Referring expression data
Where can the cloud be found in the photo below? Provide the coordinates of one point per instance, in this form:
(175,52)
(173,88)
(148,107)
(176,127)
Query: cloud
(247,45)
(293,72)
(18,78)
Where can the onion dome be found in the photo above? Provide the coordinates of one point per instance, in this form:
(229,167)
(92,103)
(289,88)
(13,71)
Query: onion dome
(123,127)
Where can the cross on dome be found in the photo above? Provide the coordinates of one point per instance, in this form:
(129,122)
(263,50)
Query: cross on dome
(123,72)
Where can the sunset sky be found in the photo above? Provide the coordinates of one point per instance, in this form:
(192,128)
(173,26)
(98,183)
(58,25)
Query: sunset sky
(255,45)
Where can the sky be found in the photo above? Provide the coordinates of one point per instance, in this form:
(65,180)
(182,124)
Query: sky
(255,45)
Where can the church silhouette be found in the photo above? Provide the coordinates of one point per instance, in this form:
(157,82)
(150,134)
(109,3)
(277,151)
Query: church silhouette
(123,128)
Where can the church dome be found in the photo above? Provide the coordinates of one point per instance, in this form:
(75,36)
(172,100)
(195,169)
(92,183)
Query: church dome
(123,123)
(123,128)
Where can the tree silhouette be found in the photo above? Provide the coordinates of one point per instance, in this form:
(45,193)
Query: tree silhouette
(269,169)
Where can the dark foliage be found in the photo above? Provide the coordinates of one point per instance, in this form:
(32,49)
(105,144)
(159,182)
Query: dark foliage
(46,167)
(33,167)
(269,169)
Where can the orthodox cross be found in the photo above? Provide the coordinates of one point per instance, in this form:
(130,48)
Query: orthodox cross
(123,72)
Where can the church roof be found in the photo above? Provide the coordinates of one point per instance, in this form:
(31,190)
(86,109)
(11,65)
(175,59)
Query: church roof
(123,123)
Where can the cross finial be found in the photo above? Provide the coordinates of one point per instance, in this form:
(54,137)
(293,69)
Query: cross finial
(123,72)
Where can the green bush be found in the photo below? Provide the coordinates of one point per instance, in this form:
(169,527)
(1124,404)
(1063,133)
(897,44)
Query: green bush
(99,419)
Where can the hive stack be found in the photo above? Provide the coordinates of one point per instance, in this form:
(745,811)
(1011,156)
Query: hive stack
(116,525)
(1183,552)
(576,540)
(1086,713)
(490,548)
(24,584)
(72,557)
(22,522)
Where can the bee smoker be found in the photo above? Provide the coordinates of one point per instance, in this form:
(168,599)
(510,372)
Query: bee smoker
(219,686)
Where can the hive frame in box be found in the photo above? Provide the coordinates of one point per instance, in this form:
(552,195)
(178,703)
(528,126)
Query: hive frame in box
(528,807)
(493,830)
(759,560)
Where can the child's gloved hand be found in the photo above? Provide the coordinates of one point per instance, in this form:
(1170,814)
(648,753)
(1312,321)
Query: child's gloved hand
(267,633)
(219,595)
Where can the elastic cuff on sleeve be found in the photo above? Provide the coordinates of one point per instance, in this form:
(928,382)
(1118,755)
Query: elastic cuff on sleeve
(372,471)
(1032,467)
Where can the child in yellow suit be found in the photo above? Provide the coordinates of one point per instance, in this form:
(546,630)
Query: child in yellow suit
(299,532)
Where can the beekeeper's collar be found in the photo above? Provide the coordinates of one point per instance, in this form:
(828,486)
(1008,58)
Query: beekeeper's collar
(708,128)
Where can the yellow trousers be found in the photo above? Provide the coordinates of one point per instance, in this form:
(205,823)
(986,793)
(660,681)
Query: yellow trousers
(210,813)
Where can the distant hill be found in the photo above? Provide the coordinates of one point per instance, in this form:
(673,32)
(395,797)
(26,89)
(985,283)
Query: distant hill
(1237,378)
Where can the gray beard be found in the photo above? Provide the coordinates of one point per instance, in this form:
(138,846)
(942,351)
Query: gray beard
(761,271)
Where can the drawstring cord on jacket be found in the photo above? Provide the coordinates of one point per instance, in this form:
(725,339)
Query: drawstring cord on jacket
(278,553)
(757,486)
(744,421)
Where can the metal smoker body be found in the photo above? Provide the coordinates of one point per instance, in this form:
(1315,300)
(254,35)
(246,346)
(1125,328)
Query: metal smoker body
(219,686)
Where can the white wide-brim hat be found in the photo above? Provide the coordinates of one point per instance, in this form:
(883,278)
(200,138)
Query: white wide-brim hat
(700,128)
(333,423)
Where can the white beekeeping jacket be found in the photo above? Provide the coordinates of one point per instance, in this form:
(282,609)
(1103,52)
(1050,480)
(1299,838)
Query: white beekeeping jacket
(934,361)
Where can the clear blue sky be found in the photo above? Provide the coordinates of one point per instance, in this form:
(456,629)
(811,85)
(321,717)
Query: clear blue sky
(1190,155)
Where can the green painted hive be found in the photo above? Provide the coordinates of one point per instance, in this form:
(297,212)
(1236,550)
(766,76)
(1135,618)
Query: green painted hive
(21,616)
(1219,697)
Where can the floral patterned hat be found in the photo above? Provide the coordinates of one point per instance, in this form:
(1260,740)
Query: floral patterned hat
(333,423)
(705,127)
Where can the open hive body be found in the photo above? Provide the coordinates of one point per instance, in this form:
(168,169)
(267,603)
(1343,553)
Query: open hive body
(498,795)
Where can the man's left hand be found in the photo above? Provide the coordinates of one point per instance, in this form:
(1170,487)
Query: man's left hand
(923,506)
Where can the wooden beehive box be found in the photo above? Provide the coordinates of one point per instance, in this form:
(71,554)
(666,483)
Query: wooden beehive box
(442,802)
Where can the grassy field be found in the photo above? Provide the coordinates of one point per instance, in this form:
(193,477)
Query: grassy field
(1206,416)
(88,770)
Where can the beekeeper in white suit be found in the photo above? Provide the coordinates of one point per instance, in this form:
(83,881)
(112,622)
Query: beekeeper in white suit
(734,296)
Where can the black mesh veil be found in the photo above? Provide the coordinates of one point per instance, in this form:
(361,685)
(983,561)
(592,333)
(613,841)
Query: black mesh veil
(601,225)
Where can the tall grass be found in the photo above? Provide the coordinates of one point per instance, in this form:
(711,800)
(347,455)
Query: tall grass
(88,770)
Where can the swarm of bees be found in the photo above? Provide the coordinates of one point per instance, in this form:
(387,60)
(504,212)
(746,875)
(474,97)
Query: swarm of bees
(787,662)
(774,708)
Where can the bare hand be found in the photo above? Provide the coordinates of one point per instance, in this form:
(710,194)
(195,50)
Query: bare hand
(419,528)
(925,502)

What to do: The answer consists of every entry, returned exactly.

Result of this task:
Where can the cloud be found in the photo below? Provide the coordinates of one point per instance, in this form:
(175,52)
(173,88)
(148,107)
(176,127)
Query: cloud
(247,45)
(293,72)
(18,78)
Where can the onion dome be found in the photo above? Provide the coordinates of one point per instance, in this form:
(229,167)
(92,103)
(289,88)
(13,71)
Query: onion dome
(123,127)
Where can the cross on dome be found in the photo above? Provide the coordinates of one point per instance, in this form:
(129,122)
(263,50)
Query: cross on dome
(123,72)
Where can the sunset sky be found in the photo above? Provide the coordinates of one point per instance, in this form:
(192,128)
(173,26)
(98,183)
(58,25)
Query: sunset sky
(255,45)
Where can the sky be found in the photo above? Provide the coordinates of one point per instance, in this form:
(65,180)
(182,124)
Query: sky
(255,45)
Where can the church silhouette be found in the photo above? Provide the coordinates of one point per instance, in this form:
(157,82)
(150,134)
(109,3)
(277,151)
Query: church silhouette
(123,128)
Where can the church dome be found in the photo above? Provide the coordinates of one point per instance, in this form:
(75,36)
(172,100)
(195,169)
(92,183)
Query: church dome
(123,123)
(123,128)
Where can the tree silhouette be found in the photo above? Provide the coordinates of one point per instance, in this form:
(45,193)
Query: tree silhouette
(269,169)
Where can the dark foliage be found in the photo above? Provide the coordinates of one point per instance, in this form:
(32,49)
(105,144)
(159,182)
Query: dark foliage
(46,167)
(33,167)
(269,169)
Where can the orthodox cross be found in the photo above? Provide the coordinates of one point per instance, in this form:
(130,48)
Query: orthodox cross
(123,72)
Where can the church roof be found in the photo above? Provide the coordinates of one point per instance, in this form:
(31,190)
(86,109)
(11,65)
(175,59)
Query: church roof
(123,123)
Where can the cross finial be found in the photo above? Provide the coordinates of one point per instance, in this form:
(54,137)
(293,69)
Query: cross finial
(123,72)
Where can the green bush be found in the photo below? Provide the coordinates of one point per instance, in this form:
(169,527)
(1124,404)
(1063,133)
(897,44)
Query: green bush
(99,419)
Where can the hive stack be found in the photo above? Provide the coordinates of one point per instance, in this form:
(745,811)
(1011,156)
Query: hive stack
(116,525)
(1183,552)
(576,540)
(1086,713)
(490,548)
(24,584)
(72,557)
(22,522)
Where can the bee smoker be found in the photo above? Provide the coordinates of one point per instance, in this form:
(168,599)
(510,372)
Query: bee smoker
(219,686)
Where can the hive frame in box be found in the photo above? Provide the coordinates of one point per instance, in this form:
(552,195)
(178,703)
(528,126)
Query: hive frame in box
(528,807)
(493,830)
(759,560)
Where can the child's gloved hand be found in the photo above? Provide the coordinates of one point per instance, in this form:
(1170,814)
(648,753)
(1312,321)
Query: child's gloved hand
(267,633)
(219,595)
Where can the elastic cuff on sleeve be found in the photo above? Provide the coordinates of one point per instance, in this form:
(928,382)
(1118,755)
Query: elastic cuff on sleeve
(372,471)
(1032,467)
Where can the child in yellow suit be found in the photo above? Provide the coordinates of one point per instance, in this form:
(546,630)
Query: child in yellow suit
(299,532)
Where can the beekeeper's collar be found in the photo above? Provide the coordinates of one point per instance, in this form:
(828,486)
(1008,58)
Query: beekeeper's collar
(708,128)
Where can the yellow trousers be found in the photo above? Provide the coordinates of one point per instance, in this form:
(205,823)
(986,793)
(660,681)
Query: yellow trousers
(210,813)
Where can the distant hill be found in the photo above? Provide the coordinates of one point per instance, in this form:
(673,32)
(395,797)
(26,89)
(985,283)
Query: distant hill
(1237,378)
Where can the gray beard be found in the photo above? Provide the coordinates of one point per instance, in this form:
(138,846)
(942,351)
Query: gray beard
(761,271)
Where can the drawstring cord on jacket be found in the photo above? Provide the coordinates of one point per instance, in this form:
(725,339)
Query: drawstring cord on jacket
(278,553)
(757,486)
(744,421)
Where can the metal smoker body be found in the photo above? Provide the coordinates of one point per instance, in this form:
(1315,300)
(254,35)
(246,346)
(1125,328)
Query: metal smoker body
(219,686)
Where can the white wide-brim hat be found in the photo above? Provide the coordinates of one point per instance, in this form:
(883,278)
(200,138)
Query: white wide-brim hat
(700,128)
(333,423)
Where can the white beekeeping jacket be found in the photo above? Provide the coordinates of one point per instance, in this form:
(282,609)
(1103,52)
(1050,480)
(1299,838)
Query: white beekeeping jacket
(934,361)
Where can the clear blue sky be found in the photo above? Provide the coordinates of one point per instance, in this form:
(456,629)
(811,85)
(321,717)
Query: clear blue sky
(1190,155)
Where can the green painted hive be found in the photo above? Provide the coordinates of one point per instance, in this form:
(297,212)
(1236,550)
(766,76)
(1135,618)
Query: green painted hive
(21,616)
(1219,697)
Where can the floral patterned hat be found in the photo above? Provide the coordinates of one point per instance, in this form:
(1260,740)
Query: floral patterned hat
(333,423)
(705,127)
Where can the open hive body be found in the photo above? Provide the coordinates of one point per instance, in this form:
(168,169)
(267,603)
(1343,553)
Query: open hive body
(498,795)
Where can the man's left hand be found in the photo above? Provide the coordinates of one point per instance, in this form:
(1170,487)
Query: man's left hand
(923,506)
Where can the wooden beehive box be found in the photo above? Provide the coordinates of one point per instance, in this form:
(71,554)
(666,483)
Query: wooden beehive box
(442,802)
Where can the grassy field be found in the photo above? Provide the coordinates of one point per instance, in this form:
(193,477)
Query: grassy field
(1206,416)
(88,770)
Where can the beekeeper in white suit be found in the photo above? Provide the coordinates of one point per instance, in this form:
(83,881)
(112,622)
Query: beekeeper in white suit
(734,296)
Where can the black mesh veil be found in the photo above? Provide the coordinates of one point per instance, in this form:
(361,685)
(983,561)
(592,333)
(613,841)
Query: black mesh veil
(601,225)
Where can the tall grass be found in the photo above? Provide the coordinates of one point per instance, in this form:
(711,800)
(347,455)
Query: tall grass
(88,770)
Where can the swarm of bees be found in the photo above? Provide the coordinates of one point per instance, in this form:
(387,60)
(504,212)
(746,875)
(474,97)
Query: swarm of bees
(787,662)
(774,708)
Where can the bare hand be found in the photo above? Provide the coordinates of one point per instance, in this form:
(710,194)
(195,50)
Query: bare hand
(419,528)
(925,502)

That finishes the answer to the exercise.